*SET PROBLEM*
Return the material word for word, from its first line through the line that contains "(1302, 286)", with both ends included and the pictures left out.
# start of DATASET CONTENT
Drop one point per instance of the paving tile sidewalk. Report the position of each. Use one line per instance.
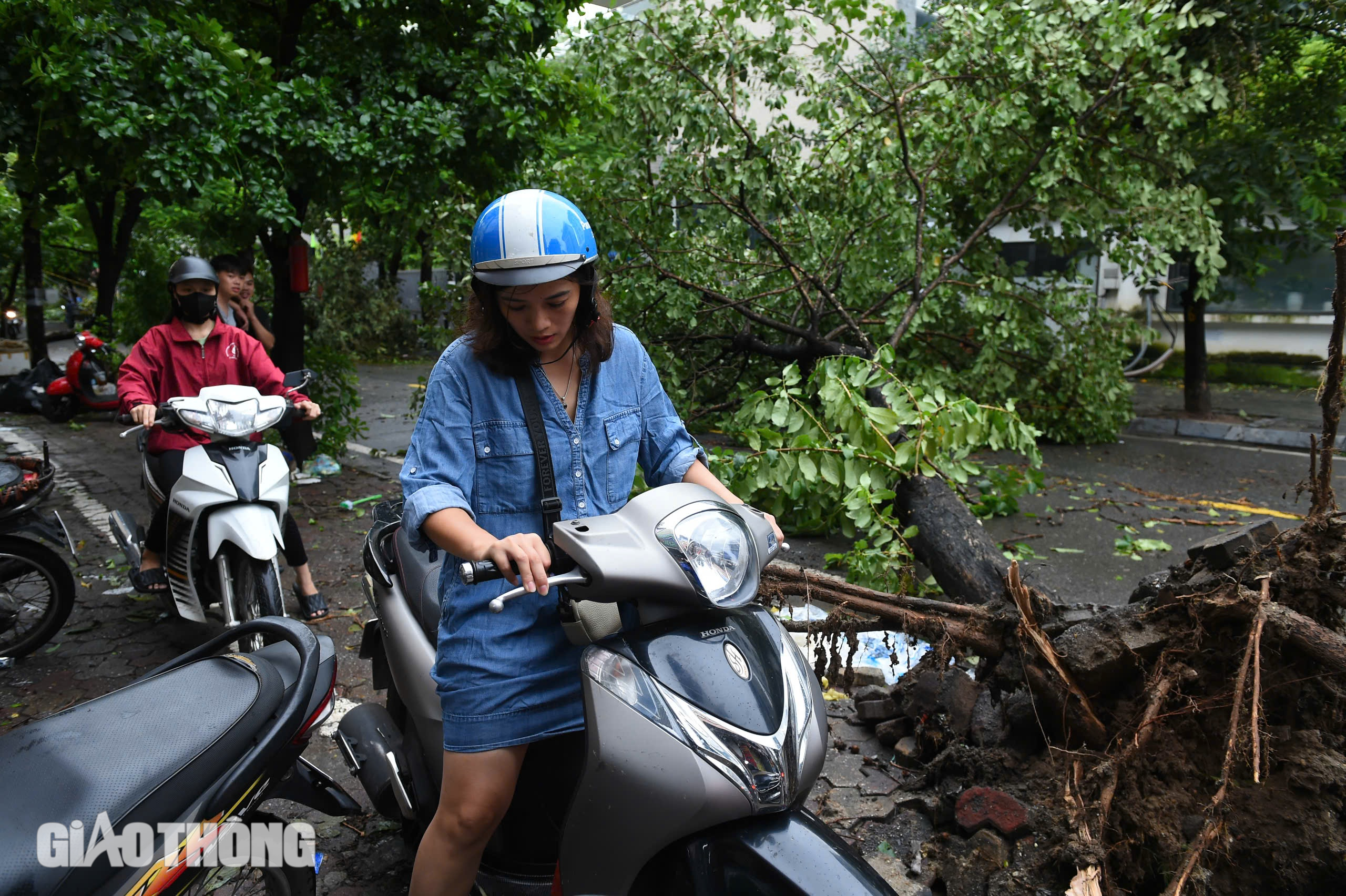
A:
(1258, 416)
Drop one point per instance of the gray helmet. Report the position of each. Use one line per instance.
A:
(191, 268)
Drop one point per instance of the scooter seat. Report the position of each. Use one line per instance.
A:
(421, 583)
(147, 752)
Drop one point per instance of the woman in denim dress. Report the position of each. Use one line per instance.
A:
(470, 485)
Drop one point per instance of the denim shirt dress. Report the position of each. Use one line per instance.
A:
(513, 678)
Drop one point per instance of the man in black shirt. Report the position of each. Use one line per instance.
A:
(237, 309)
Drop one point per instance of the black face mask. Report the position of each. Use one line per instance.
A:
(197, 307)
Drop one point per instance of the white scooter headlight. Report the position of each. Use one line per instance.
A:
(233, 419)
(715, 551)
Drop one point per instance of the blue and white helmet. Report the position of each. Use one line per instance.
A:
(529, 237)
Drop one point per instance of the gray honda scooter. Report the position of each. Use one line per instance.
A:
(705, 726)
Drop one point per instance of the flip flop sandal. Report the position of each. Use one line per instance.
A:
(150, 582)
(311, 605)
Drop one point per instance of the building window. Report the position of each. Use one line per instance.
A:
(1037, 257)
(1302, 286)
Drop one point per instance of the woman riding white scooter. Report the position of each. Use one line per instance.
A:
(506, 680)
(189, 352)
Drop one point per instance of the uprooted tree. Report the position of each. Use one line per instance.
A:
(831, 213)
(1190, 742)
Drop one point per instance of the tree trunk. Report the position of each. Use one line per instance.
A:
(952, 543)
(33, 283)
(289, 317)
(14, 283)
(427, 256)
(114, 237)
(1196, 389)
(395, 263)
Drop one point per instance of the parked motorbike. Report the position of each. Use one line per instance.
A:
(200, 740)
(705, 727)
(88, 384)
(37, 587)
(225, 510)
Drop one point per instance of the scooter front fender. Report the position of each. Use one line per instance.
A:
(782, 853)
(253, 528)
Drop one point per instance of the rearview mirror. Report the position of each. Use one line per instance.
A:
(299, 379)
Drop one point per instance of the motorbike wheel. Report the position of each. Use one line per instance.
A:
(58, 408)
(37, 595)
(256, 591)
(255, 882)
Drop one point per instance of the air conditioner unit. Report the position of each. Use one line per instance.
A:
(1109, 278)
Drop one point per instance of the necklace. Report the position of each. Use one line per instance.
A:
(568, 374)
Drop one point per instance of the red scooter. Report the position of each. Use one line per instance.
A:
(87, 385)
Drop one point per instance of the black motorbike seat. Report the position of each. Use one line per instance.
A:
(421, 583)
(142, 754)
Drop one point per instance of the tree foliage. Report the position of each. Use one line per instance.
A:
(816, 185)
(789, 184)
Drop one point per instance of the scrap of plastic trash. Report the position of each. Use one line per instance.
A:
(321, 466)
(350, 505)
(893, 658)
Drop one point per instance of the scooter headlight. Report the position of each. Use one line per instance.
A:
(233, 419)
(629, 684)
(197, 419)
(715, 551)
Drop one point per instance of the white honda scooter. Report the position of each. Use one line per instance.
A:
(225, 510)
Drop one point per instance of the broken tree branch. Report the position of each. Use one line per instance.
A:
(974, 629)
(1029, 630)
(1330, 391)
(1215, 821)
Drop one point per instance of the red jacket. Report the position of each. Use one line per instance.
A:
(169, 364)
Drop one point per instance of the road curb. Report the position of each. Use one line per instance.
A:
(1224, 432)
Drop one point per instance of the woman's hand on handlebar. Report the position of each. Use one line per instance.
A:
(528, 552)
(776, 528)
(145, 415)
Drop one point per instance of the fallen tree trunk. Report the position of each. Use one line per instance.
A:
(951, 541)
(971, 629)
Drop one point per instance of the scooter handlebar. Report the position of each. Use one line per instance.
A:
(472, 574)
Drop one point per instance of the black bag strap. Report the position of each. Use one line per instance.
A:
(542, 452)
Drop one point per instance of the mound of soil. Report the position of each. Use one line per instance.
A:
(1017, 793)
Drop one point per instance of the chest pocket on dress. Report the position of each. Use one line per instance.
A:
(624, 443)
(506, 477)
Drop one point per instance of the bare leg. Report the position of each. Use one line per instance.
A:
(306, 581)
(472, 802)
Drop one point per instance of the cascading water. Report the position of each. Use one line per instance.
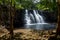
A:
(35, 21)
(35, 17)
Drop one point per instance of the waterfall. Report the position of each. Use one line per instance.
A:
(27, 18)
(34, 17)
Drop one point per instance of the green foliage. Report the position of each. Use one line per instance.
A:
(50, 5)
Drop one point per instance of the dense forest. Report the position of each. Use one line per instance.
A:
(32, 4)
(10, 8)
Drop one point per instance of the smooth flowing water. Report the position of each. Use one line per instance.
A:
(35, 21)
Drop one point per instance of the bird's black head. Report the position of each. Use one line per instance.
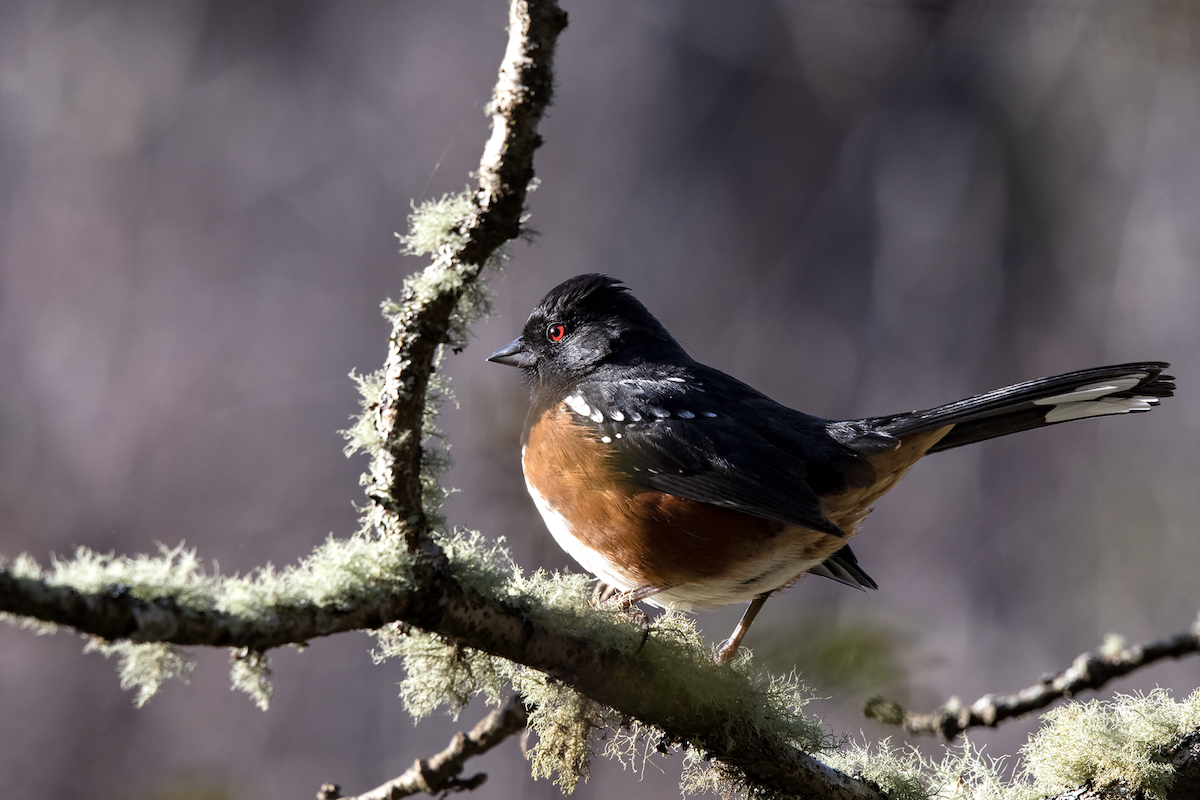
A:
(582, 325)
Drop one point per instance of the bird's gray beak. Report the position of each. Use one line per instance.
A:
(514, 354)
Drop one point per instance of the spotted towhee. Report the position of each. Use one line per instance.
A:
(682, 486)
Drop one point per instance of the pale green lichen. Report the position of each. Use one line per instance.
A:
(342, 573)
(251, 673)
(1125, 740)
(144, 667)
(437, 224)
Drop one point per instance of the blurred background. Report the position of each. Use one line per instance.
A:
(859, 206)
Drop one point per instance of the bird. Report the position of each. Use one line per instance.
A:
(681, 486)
# end of DATASET CONTENT
*WRITTEN SOLUTION*
Drop one point per instance of the paving tile sidewalk. Report the position of each. Use one line per instance.
A:
(1258, 416)
Drop one point per instance of the gray helmet. Report the position of each. Use one line per instance.
A:
(191, 268)
Drop one point per instance of the scooter seat. Report the position of each. Use one line per instance.
A:
(421, 583)
(147, 752)
Drop one point per instance of the woman in denim dress. Report the position of each. Use one line per instance.
A:
(470, 485)
Drop one point per instance of the denim shirt dress. Report the position of each. Use one line per instance.
A:
(513, 678)
Drop one point per instance of the man in black shirt. Report the position of each. Use one line per instance.
A:
(237, 309)
Drop one point per instance of the black face mask. Report the position of each. Use one line per instance.
A:
(197, 307)
Drop one point per instance of the white scooter headlight. Report the position of each. Use one line per instance.
A:
(233, 419)
(715, 551)
Drop one point per instance of the blue and white helmet. Report the position of each. Use one line per instance.
A:
(529, 237)
Drop one point per instance of the gray honda scooter. Report the position of each. Use one line per instance.
A:
(705, 726)
Drop one point per instance of the flip flop sandal. Report the position of each. Use one line per instance.
A:
(150, 582)
(311, 605)
Drop one point per instance of the building window. Report the position of each. Use one line per instance.
A:
(1037, 257)
(1302, 286)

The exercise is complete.